TASK REQUIREMENTS: Quote the following lines word for word, every one of them.

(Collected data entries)
+ + +

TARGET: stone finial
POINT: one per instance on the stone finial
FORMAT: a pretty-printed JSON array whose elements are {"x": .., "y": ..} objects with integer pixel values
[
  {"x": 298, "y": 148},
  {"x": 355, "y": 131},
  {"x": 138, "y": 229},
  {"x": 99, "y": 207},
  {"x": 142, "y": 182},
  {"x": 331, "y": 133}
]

+ + +

THE OUTPUT:
TARGET: stone finial
POINT: one per instance on the stone finial
FORMAT: a pretty-printed JSON array whose elements are {"x": .., "y": ..} objects with integer pixel values
[
  {"x": 298, "y": 148},
  {"x": 355, "y": 131},
  {"x": 138, "y": 229},
  {"x": 99, "y": 207},
  {"x": 142, "y": 182},
  {"x": 331, "y": 133}
]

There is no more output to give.